EXERCISE INSTRUCTIONS:
Render all of the records below as a numbered list, omitting any blank lines.

DATA FOR THIS TASK:
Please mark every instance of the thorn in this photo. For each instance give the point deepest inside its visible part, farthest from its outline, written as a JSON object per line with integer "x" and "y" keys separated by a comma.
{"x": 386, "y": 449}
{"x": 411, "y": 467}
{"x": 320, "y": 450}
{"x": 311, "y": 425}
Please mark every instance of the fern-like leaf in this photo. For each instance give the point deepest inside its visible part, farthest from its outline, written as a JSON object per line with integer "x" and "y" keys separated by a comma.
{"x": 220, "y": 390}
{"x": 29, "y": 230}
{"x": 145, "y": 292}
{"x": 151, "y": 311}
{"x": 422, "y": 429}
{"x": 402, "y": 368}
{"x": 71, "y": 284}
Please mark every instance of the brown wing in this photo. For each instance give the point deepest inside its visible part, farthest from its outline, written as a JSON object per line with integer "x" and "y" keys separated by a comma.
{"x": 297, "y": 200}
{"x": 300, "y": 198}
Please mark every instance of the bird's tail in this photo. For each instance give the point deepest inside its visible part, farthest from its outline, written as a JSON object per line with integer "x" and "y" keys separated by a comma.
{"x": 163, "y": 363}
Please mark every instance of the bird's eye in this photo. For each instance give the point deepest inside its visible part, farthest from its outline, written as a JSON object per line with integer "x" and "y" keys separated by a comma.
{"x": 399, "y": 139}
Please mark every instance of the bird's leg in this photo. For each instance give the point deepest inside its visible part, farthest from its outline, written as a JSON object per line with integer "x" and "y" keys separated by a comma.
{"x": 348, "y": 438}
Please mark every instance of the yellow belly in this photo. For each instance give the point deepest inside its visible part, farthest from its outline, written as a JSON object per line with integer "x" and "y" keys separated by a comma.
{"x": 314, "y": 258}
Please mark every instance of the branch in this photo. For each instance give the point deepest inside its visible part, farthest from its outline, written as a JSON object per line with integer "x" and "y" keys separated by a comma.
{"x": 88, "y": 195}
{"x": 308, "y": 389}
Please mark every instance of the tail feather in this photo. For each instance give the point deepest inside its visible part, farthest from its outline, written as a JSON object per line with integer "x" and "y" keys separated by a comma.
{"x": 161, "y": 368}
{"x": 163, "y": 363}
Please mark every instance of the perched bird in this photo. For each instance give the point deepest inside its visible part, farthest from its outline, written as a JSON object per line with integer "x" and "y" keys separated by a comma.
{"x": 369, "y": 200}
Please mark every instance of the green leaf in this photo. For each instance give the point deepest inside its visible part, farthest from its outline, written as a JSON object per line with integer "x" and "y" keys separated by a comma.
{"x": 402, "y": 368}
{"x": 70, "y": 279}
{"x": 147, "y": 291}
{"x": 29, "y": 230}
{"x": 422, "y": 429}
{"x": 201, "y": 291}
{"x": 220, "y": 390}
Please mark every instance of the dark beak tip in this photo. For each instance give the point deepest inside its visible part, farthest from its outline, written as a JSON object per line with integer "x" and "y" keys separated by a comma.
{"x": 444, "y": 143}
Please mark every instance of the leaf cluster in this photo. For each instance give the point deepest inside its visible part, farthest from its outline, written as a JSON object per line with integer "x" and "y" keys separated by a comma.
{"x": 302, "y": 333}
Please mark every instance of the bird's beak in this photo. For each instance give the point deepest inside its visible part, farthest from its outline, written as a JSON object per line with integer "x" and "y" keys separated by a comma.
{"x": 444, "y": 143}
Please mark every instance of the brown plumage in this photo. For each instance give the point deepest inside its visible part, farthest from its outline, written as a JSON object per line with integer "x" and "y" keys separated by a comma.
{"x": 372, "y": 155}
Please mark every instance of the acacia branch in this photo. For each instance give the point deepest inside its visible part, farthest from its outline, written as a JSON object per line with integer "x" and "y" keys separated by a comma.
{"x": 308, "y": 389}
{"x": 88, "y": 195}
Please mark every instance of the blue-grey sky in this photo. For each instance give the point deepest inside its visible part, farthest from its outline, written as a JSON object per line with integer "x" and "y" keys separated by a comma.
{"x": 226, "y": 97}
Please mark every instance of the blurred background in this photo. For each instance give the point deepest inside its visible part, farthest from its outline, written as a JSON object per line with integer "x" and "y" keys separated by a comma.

THE RESULT:
1. Please mark every instance of the thorn in this photo. For each instance give the point deepest inside its visible part, farthest from its outline, written as a JSON object per line with integer "x" and "y" keys separated by a comma.
2. {"x": 386, "y": 449}
3. {"x": 411, "y": 467}
4. {"x": 320, "y": 450}
5. {"x": 311, "y": 425}
6. Please mark every instance of the fern-like leaf in this photo. For each instance give the point deepest inside its visible part, farthest from its outline, written as a JSON object per line with integer "x" and "y" keys separated by a comma.
7. {"x": 220, "y": 390}
8. {"x": 29, "y": 230}
9. {"x": 145, "y": 292}
10. {"x": 151, "y": 311}
11. {"x": 422, "y": 429}
12. {"x": 402, "y": 368}
13. {"x": 71, "y": 284}
14. Please mark every instance of the brown wing in this photo. For each instance give the point deepest inside its visible part, farthest from its outline, written as a JSON object per line with integer "x" and "y" keys separated by a comma.
15. {"x": 297, "y": 200}
16. {"x": 300, "y": 198}
17. Please mark every instance of the bird's tail in this photo. For each instance give the point deepest inside its visible part, farthest from its outline, written as a JSON object per line with integer "x" and "y" keys separated by a comma.
18. {"x": 163, "y": 363}
19. Please mark every instance of the bird's eye in this photo. For each instance give the point deepest inside its visible part, farthest from its outline, written as a JSON object per line with integer "x" and "y" keys separated by a comma.
20. {"x": 399, "y": 139}
21. Please mark every instance of the bird's leg in this photo. For each instance give the point deepest inside its visible part, farthest from its outline, written as a JSON object per line with integer "x" and "y" keys separated by a comma.
22. {"x": 348, "y": 438}
23. Please mark every instance of the yellow belly in this photo. For each instance give the point deepest inside its visible part, farthest from its outline, written as a JSON object per line with integer "x" and "y" keys separated by a comma.
24. {"x": 314, "y": 258}
25. Please mark every instance of the branch in this photo. For each instance give the point deepest inside its visible part, farthest from its outline, written as a JSON object per line with integer "x" and "y" keys separated by a comma.
26. {"x": 88, "y": 195}
27. {"x": 308, "y": 389}
28. Please mark every instance of the tail feather in this photo. For each instance give the point deepest inside its visible part, farthest from its outline, written as a JSON object per line with integer "x" and "y" keys separated by a comma.
29. {"x": 161, "y": 368}
30. {"x": 163, "y": 363}
31. Please mark every instance of the perched bird in this photo. For each instance give the point deepest inside its visible part, farthest from its outline, written as a JSON object per line with integer "x" and "y" keys separated by a comma.
32. {"x": 369, "y": 200}
33. Please mark every instance of the green leaf in this photo. For each instance give the point deepest inside its visible part, farthest from its outline, written as a JSON object per line with integer "x" and "y" keys separated by a comma.
34. {"x": 402, "y": 368}
35. {"x": 70, "y": 279}
36. {"x": 147, "y": 291}
37. {"x": 29, "y": 230}
38. {"x": 422, "y": 429}
39. {"x": 201, "y": 291}
40. {"x": 220, "y": 390}
41. Please mark every instance of the dark beak tip in this photo. For each instance give the point deepest inside its visible part, farthest from its outline, written as a JSON object per line with integer "x" and "y" keys separated by a comma.
42. {"x": 444, "y": 143}
43. Please mark every instance of the leaf cluster in this photo. For each instance give the point deepest inside its visible part, farthest from its outline, written as a JSON object per line with integer "x" and "y" keys separated by a comma.
44. {"x": 302, "y": 333}
45. Please mark every instance of the bird's beak in this photo. For each instance give the point deepest inside its visible part, farthest from its outline, written as a JSON object per line with integer "x" and "y" keys separated by a comma.
46. {"x": 444, "y": 143}
47. Please mark every instance of the brown plumage in this photo. For each instance give the point deepest inside its visible part, farthest from its outline, written as a JSON object per line with integer "x" and "y" keys separated by a comma.
48. {"x": 372, "y": 155}
49. Please mark every instance of the acacia branch in this photo. For each instance give the point deepest inside its visible part, farthest from its outline, written as a JSON object per line with integer "x" and "y" keys separated by a comma.
50. {"x": 308, "y": 389}
51. {"x": 88, "y": 195}
52. Please mark every instance of the blue-grey sky in this photo. For each instance give the point deepest inside its visible part, farthest from its outline, written as a JSON object per line with integer "x" and "y" keys separated by a comma.
53. {"x": 226, "y": 97}
54. Please mark every instance of the blurred background in this photo. For each instance give the point deepest inside its visible part, farthest from its outline, written as a JSON object per line with integer "x" and "y" keys separated by a comma.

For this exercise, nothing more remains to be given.